_DIRECTIVE:_ Output every entry exactly as written.
# Start of EXTRACTED DATA
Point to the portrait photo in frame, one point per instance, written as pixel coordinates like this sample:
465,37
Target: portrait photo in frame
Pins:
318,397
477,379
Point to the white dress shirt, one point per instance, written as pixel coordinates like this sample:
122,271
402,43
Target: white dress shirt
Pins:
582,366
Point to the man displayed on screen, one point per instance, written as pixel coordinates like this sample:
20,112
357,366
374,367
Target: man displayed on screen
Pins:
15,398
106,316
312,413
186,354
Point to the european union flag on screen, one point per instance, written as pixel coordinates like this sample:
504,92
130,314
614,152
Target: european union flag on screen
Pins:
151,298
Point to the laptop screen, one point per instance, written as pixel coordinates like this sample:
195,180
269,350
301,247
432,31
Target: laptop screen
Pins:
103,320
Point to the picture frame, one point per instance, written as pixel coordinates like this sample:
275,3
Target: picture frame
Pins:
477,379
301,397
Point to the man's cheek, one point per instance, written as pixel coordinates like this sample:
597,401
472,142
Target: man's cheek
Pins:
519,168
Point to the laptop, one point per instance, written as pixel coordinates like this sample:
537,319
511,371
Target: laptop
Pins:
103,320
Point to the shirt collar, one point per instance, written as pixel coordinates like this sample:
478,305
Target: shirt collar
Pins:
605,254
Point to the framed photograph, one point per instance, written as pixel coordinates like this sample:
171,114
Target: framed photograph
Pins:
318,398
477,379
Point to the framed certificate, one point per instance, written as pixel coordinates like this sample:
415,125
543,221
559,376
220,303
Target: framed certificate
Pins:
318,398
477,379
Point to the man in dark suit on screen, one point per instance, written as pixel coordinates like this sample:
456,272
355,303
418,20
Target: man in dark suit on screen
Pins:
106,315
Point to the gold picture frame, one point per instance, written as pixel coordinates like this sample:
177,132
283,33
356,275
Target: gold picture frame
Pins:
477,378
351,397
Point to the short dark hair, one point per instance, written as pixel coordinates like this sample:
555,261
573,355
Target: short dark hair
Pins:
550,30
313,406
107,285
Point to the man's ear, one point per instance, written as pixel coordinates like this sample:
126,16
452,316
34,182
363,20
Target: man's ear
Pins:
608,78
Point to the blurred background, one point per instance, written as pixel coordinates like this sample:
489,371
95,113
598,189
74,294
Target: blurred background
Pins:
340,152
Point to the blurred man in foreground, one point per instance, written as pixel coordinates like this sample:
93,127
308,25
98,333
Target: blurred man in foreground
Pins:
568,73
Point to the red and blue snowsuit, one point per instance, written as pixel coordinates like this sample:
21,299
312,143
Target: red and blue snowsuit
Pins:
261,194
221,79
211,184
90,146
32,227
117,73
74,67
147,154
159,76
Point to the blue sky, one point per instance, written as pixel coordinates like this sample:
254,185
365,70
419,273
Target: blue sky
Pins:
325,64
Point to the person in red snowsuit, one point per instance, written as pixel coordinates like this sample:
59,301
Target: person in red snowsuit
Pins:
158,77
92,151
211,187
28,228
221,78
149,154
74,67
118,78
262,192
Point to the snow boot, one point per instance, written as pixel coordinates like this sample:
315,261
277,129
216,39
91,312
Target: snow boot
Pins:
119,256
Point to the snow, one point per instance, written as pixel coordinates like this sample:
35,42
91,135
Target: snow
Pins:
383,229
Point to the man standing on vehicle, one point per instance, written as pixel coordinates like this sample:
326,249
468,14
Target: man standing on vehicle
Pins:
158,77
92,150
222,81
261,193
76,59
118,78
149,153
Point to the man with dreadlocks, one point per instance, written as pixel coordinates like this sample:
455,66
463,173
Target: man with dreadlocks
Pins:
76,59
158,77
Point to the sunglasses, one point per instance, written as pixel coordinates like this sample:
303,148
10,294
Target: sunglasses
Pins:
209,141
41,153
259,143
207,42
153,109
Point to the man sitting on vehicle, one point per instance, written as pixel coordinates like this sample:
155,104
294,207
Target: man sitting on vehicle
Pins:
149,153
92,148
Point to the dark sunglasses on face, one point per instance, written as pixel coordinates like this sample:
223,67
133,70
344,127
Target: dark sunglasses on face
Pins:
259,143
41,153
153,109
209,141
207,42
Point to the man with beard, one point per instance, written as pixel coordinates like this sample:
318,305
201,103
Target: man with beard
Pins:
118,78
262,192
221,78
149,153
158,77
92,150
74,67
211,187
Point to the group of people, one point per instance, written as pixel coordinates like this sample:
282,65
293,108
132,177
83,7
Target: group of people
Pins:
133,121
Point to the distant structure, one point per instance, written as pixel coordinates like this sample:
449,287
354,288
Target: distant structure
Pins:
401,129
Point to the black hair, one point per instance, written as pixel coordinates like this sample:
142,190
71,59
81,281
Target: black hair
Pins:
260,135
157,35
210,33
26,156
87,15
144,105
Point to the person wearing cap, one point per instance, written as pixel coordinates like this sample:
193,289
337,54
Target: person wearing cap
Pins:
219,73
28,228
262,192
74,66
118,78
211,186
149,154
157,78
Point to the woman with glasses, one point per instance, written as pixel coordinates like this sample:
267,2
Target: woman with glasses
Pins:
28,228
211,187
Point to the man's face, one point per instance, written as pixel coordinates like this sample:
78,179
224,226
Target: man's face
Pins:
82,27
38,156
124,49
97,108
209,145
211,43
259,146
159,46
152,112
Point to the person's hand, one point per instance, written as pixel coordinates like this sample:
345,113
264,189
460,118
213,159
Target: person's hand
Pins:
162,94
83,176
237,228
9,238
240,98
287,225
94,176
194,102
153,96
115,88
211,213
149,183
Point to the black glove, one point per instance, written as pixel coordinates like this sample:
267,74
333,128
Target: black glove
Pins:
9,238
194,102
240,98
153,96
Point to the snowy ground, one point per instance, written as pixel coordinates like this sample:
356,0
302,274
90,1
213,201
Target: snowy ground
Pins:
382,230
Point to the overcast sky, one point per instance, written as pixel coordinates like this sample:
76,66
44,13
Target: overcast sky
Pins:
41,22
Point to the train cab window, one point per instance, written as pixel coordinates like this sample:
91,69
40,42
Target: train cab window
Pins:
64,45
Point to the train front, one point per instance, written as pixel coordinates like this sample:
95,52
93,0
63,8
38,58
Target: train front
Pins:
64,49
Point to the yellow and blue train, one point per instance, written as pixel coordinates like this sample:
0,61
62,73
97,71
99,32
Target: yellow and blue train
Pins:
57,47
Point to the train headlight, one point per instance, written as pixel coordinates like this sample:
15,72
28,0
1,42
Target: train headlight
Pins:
# End of EXTRACTED DATA
_CORRECT RESPONSE:_
Point to the portrait photo in frame, one point per instance, written as pixel coordinates like this sample:
465,37
Target: portrait photo in frame
Pins:
318,397
477,379
Point to the white dress shirt, one point per instance, written as pixel coordinates like this sample:
122,271
402,43
Target: white dress shirt
Pins:
582,366
Point to the man displayed on screen, one point per instance, written as pixel coordinates like this sample:
20,112
357,366
374,367
Target: man displayed on screen
Pins:
15,398
106,316
312,413
186,354
Point to the european union flag on screen, one point per instance, written as pixel coordinates like this sample:
504,92
130,314
614,152
Target: european union flag on screen
Pins:
151,298
Point to the laptop screen, one point per instance, written as pixel coordinates like this sample:
195,180
269,350
301,247
432,31
Target: laptop screen
Pins:
103,320
Point to the picture frame, one point per instance, written as pixel coordinates like this sample:
275,3
Target: picture frame
Pins:
477,379
301,397
Point to the man's cheek, one point per instance, written as pixel coordinates like this sample:
597,401
472,142
Target: man's cheek
Pins:
519,168
Point to the laptop, one point per instance, written as pixel coordinates like this sample:
537,319
511,371
Target: laptop
Pins:
103,320
Point to the shirt collar, one point per instance, written as pixel coordinates like this sample:
478,305
Target: shirt collar
Pins:
605,254
Point to the framed photograph, one point per instance, written as pixel coordinates like this sample:
171,114
Target: framed photograph
Pins:
318,398
477,379
Point to the framed certificate, one point per instance, written as pixel coordinates like this sample:
415,125
543,221
559,376
220,303
Target: framed certificate
Pins:
318,398
477,379
Point to the man in dark suit on screen, one point per instance, written as pixel coordinates like this sample:
456,272
355,303
418,20
Target: man in dark suit on screen
Pins:
106,315
Point to the gold picture frame, one point per instance, written as pixel coordinates like this sample:
177,132
283,33
356,275
Target: gold picture frame
Pins:
477,378
351,397
Point to the short dark hair, one point per instance, written as pixel coordinates like this sample:
555,261
573,355
Target: short dark hair
Pins:
550,30
313,406
107,285
Point to the man's ear, one point per instance, written as pixel coordinates like this sample:
126,16
452,316
34,182
363,20
Target: man's ear
Pins:
608,78
Point to the blurred background, one point per instance, written as pixel coordinates like this sample:
489,371
95,113
598,189
74,294
Target: blurred background
Pins:
340,152
Point to the blurred man in foreground, one point per instance, written as pixel coordinates like this sample:
93,127
308,25
98,333
Target: blurred man in foreground
Pins:
568,73
Point to the red and blue snowsuit, one point per instance, written as pixel coordinates like this sample:
21,299
312,143
Target: red and blue snowsuit
Pins:
261,194
221,79
211,184
90,146
32,227
117,73
74,67
147,154
159,76
Point to the blue sky, one point per instance, written as pixel coordinates like this sample:
254,185
365,70
419,273
Target: blue sky
Pins:
325,64
Point to the person in red snowsuit, one point per instance, written as pixel coordinates like this sample:
59,301
Target: person in red snowsuit
Pins:
158,77
92,151
211,187
28,228
221,78
149,154
74,67
118,78
262,192
Point to the snow boot, one point per instance, written as pixel coordinates like this sample:
315,261
277,129
216,39
91,312
Target: snow boot
Pins:
119,256
Point to the snow, one point per instance, written as pixel coordinates like this sample:
35,42
91,135
Target: snow
Pins:
383,229
Point to the man standing on vehicle, one point per instance, written as pixel coordinates like this sample:
326,249
468,14
Target: man standing on vehicle
Pins:
158,77
92,150
222,81
261,193
76,59
118,78
149,153
Point to the man with dreadlocks, one point per instance, written as pixel coordinates like this sample:
455,66
463,173
Target: man with dreadlocks
Pins:
76,59
158,77
Point to the sunglasses, one point per instance, written as pixel coordinates like this sample:
303,148
10,294
Target: sunglasses
Pins:
209,141
41,153
259,143
207,42
153,109
Point to the man sitting on vehicle, one point per instance, written as pixel coordinates like this sample:
155,104
294,207
Target: man sitting on vehicle
Pins:
149,153
92,148
Point to the dark sunglasses on face, one point per instance, written as pixel coordinates like this sample:
223,67
133,70
344,127
Target: dark sunglasses on face
Pins:
259,143
41,153
153,109
209,141
207,42
Point to the man with beard, one point per instance, written as pixel coordinates like this sample:
318,305
201,103
Target: man with beard
Pins:
118,78
262,192
221,78
149,153
158,77
92,150
74,67
211,187
Point to the group of people, one point per instance, written as pixel coordinates like this sample:
282,65
293,108
132,177
83,7
Target: group of people
Pins:
133,121
Point to the distant structure, one point per instance, written as pixel coordinates like this sample:
449,287
354,288
Target: distant structure
Pins:
401,129
Point to the black hair, one point per instance, written as pixel coordinates like this sample:
142,190
71,59
81,281
Target: black hair
Pins:
260,135
157,35
210,33
26,156
87,15
144,105
Point to the person wearing cap, one point per instance, written as pixel coordinates like this sample:
193,289
337,54
Target: person wearing cap
Pins:
219,73
28,228
262,192
74,66
118,78
211,186
149,154
157,78
Point to the woman with glasses, one point per instance, written as pixel coordinates like this sample:
267,2
Target: woman with glasses
Pins:
28,228
211,187
Point to the man's face, one point per instance, written as pixel coordinates like this sample:
78,179
224,226
Target: man's face
Pins:
82,27
38,156
124,49
97,108
209,145
211,43
259,146
159,46
152,112
Point to the person's hand, one point per instance, written as pixel coordinates like this sample:
345,113
264,189
460,118
213,159
Target: person's hand
Pins:
162,94
83,176
237,228
9,238
240,98
287,225
94,176
194,102
153,96
115,88
211,213
149,183
Point to the black glove, one point per instance, written as pixel coordinates like this sample:
267,74
333,128
Target: black glove
Pins:
9,238
194,102
240,98
153,96
Point to the snowy ground, one point per instance, written as pixel coordinates like this sample:
356,0
302,274
90,1
213,201
Target: snowy ground
Pins:
382,230
Point to the overcast sky, one point per instance, written as pixel coordinates like this sample:
76,66
44,13
Target: overcast sky
Pins:
41,22
Point to the train cab window, one point per instance, written as pixel coordinates like this sample:
91,69
40,42
Target: train cab window
Pins:
64,45
Point to the train front, one point per instance, written as pixel coordinates like this sample:
95,52
93,0
63,8
38,58
Target: train front
Pins:
64,49
Point to the yellow and blue train, one point per instance, written as pixel coordinates like this sample:
0,61
62,73
97,71
99,32
Target: yellow and blue train
Pins:
57,47
Point to the train headlight, one point per instance, written as pixel coordinates like this sample:
15,72
28,0
1,42
Target: train headlight
Pins:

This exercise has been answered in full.